SOURCE MATERIAL:
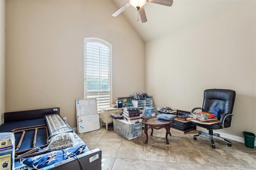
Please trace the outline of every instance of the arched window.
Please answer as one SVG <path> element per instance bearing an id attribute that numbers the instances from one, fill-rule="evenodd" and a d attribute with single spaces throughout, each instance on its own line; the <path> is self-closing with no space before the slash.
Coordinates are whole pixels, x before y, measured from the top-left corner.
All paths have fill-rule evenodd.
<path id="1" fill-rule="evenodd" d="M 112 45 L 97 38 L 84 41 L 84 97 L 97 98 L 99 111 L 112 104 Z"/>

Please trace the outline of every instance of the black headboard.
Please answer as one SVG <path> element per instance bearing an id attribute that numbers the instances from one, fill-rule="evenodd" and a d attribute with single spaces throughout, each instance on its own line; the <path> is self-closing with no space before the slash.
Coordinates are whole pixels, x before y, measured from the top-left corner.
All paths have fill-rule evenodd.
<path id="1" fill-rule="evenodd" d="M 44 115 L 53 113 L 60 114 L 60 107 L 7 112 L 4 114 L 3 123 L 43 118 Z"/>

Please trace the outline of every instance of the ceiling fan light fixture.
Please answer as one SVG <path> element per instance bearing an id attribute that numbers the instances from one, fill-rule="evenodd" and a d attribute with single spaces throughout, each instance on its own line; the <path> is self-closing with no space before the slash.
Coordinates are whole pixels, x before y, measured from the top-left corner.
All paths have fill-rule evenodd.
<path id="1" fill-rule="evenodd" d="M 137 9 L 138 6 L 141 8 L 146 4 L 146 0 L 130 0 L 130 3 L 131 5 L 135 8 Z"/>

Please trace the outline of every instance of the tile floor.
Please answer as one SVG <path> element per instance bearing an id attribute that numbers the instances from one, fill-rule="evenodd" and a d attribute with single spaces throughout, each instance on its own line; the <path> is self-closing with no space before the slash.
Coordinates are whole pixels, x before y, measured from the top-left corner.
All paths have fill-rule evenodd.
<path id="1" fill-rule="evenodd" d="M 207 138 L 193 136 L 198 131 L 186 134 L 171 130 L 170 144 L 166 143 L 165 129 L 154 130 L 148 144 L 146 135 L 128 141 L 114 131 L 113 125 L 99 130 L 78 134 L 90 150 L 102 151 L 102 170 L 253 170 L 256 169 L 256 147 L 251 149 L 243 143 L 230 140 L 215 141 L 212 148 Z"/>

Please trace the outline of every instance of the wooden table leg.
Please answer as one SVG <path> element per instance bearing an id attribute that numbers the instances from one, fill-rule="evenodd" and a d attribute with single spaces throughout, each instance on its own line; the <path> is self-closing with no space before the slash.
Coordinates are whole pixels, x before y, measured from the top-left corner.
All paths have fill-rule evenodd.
* * *
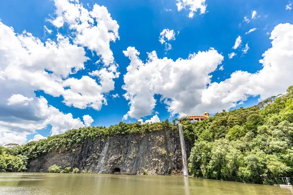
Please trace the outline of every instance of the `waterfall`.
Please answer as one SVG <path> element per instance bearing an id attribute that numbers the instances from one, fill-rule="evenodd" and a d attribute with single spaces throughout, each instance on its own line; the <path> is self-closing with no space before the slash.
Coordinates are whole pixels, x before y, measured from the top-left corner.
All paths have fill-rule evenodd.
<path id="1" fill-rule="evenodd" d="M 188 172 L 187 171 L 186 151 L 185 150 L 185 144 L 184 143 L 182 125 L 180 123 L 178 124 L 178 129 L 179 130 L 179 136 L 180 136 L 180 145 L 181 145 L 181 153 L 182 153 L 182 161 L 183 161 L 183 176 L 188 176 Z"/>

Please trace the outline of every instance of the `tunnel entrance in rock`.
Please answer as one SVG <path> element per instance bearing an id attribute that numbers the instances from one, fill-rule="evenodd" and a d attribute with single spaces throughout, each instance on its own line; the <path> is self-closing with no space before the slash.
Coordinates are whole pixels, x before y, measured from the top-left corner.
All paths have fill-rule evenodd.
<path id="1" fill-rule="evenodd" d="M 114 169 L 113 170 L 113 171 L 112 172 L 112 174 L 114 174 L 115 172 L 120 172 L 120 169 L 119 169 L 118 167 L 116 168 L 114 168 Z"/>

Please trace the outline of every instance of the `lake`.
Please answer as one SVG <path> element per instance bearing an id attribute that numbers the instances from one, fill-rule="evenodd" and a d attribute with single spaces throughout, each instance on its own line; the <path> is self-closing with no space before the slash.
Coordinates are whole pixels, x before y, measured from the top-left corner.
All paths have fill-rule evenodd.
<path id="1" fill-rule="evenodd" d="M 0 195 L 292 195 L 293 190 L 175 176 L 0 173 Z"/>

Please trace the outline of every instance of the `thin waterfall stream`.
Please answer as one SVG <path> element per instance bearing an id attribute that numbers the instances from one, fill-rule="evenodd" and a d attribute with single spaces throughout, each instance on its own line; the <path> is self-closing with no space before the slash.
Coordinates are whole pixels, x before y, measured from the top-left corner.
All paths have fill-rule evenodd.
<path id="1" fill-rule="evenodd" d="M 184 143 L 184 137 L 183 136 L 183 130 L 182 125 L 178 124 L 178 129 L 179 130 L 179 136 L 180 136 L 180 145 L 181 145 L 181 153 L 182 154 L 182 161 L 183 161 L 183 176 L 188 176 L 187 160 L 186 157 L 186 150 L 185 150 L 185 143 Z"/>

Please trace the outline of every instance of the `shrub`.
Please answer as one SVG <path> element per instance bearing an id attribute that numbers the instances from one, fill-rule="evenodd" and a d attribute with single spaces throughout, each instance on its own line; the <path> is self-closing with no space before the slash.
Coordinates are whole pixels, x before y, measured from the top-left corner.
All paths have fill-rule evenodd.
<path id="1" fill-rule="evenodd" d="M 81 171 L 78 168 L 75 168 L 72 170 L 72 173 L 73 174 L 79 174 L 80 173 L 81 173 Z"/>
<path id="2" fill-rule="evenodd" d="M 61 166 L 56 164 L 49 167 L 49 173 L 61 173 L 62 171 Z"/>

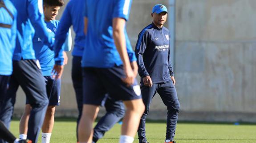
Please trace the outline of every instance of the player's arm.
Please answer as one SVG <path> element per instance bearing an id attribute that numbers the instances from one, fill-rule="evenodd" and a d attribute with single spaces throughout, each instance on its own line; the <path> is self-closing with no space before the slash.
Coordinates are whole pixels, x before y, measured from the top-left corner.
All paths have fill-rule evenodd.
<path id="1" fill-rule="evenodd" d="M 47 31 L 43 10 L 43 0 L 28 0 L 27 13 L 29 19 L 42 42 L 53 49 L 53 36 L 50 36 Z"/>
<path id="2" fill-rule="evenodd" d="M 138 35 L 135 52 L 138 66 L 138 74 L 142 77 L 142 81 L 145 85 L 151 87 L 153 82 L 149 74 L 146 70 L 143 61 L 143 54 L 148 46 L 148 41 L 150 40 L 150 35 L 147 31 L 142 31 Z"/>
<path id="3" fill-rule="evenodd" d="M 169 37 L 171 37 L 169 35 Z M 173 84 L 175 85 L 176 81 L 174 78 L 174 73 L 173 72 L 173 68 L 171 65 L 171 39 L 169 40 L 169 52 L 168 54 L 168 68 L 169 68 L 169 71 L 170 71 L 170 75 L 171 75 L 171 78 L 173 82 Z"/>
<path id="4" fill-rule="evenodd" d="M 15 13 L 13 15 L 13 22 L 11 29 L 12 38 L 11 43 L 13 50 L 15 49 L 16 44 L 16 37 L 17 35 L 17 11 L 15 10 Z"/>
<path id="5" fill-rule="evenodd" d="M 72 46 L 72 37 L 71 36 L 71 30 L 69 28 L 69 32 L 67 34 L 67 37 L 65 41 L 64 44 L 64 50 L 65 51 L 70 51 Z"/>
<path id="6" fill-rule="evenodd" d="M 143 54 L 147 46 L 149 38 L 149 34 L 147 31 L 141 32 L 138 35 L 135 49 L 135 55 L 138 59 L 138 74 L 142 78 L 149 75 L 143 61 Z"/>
* * *
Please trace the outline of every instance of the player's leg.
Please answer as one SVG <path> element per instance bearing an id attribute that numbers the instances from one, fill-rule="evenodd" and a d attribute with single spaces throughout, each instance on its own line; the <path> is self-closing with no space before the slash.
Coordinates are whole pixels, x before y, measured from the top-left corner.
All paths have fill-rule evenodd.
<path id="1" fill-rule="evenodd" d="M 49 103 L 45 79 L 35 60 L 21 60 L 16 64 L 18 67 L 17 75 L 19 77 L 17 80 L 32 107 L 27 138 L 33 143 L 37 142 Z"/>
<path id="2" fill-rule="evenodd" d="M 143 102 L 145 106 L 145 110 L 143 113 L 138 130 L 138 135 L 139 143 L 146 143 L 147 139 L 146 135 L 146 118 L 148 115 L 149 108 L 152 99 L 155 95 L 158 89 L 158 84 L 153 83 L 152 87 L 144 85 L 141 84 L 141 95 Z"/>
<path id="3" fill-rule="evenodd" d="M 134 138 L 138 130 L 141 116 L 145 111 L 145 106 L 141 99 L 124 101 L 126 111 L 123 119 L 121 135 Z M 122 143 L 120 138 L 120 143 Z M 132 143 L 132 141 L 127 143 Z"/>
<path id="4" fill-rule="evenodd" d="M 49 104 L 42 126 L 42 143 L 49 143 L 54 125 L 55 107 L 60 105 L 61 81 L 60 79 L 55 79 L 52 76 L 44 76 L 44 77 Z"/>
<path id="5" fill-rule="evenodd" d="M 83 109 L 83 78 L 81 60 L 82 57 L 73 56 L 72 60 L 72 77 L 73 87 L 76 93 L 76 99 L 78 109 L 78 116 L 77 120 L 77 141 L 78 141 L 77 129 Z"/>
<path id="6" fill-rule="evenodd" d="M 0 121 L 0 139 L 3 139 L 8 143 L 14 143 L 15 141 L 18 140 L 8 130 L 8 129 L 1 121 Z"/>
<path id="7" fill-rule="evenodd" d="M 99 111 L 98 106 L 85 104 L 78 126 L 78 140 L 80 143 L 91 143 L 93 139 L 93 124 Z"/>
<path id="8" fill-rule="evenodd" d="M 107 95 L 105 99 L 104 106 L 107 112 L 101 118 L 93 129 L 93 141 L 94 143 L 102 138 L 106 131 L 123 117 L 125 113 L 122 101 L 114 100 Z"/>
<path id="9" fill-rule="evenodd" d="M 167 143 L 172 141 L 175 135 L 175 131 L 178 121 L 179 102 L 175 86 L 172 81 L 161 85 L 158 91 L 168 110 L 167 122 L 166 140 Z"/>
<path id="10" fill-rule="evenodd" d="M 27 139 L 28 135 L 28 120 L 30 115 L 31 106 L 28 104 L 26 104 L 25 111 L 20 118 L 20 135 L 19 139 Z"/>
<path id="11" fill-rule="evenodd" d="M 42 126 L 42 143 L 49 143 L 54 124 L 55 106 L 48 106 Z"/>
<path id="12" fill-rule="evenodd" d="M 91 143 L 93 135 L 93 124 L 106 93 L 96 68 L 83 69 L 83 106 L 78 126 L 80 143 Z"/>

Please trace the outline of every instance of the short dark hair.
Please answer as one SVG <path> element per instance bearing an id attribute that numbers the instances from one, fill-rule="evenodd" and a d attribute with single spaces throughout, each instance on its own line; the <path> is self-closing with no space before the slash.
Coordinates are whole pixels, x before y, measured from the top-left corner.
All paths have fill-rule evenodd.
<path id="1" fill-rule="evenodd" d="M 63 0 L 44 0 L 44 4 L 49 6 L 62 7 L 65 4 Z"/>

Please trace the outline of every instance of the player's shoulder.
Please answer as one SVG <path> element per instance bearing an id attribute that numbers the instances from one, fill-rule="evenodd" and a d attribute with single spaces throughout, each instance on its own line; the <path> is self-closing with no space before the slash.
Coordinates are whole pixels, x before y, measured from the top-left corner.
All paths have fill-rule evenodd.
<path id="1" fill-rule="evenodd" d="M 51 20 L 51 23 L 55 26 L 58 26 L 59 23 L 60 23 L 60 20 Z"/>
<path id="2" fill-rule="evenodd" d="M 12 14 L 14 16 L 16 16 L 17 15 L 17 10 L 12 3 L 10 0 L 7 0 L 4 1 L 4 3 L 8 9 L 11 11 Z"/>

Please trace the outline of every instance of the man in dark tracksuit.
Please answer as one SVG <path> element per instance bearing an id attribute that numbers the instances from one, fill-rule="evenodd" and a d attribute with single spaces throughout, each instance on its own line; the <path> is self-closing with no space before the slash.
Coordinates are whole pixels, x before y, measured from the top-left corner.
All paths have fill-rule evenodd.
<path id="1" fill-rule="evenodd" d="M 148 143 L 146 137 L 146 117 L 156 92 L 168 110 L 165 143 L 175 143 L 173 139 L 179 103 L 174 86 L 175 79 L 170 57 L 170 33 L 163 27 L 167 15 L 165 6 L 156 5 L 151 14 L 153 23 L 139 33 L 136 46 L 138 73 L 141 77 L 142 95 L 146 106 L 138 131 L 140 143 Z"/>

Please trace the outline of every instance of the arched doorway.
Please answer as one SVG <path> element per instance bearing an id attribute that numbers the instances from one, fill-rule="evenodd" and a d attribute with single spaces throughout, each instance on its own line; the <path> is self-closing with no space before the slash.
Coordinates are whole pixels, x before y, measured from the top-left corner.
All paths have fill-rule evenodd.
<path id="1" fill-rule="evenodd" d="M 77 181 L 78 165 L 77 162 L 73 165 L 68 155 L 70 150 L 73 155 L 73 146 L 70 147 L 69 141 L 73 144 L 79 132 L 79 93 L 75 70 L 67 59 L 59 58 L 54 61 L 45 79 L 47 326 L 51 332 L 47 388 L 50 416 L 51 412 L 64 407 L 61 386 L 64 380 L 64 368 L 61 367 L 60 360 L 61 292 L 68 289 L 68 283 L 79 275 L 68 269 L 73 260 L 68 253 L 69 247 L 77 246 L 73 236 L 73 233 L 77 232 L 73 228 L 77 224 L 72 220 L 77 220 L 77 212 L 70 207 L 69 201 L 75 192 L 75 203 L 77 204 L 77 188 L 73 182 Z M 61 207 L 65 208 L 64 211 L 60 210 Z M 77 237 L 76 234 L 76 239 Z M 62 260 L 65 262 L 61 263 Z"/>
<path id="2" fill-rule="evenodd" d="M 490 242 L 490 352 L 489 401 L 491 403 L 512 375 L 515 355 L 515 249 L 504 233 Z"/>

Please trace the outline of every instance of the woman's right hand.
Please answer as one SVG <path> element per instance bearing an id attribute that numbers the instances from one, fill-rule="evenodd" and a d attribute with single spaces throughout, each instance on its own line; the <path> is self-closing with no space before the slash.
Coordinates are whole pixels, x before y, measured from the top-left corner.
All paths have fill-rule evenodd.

PROBLEM REQUIREMENTS:
Rewrite the entries from the line containing "Please trace the outline of every instance of the arched window." through the line containing "44 115 L 53", inclusive, as a JSON list of strings with one string per line and no blank lines.

COMPLETE OUTPUT:
[
  "Please trace the outline of every instance of the arched window.",
  "Please answer as one SVG <path> element per instance bearing an id attribute that numbers the instances from one, fill-rule=\"evenodd\" and a d attribute with single spaces throughout, each instance on its own line; the <path> is self-closing with no space before the slash.",
  "Coordinates are whole pixels, x before y, measured from the top-left corner.",
  "All paths have fill-rule evenodd.",
  "<path id=\"1\" fill-rule=\"evenodd\" d=\"M 112 45 L 97 38 L 84 41 L 84 97 L 97 98 L 99 111 L 112 104 Z\"/>",
  "Please trace the outline of every instance of the black headboard.",
  "Please answer as one SVG <path> element per instance bearing an id attribute that numbers the instances from one, fill-rule=\"evenodd\" and a d attribute with single spaces throughout, each instance on its own line; the <path> is self-closing with no space before the slash.",
  "Coordinates are whole pixels, x before y, measured from the top-left corner.",
  "All paths have fill-rule evenodd.",
  "<path id=\"1\" fill-rule=\"evenodd\" d=\"M 44 115 L 53 113 L 60 114 L 60 107 L 7 112 L 4 114 L 3 123 L 43 118 Z\"/>"
]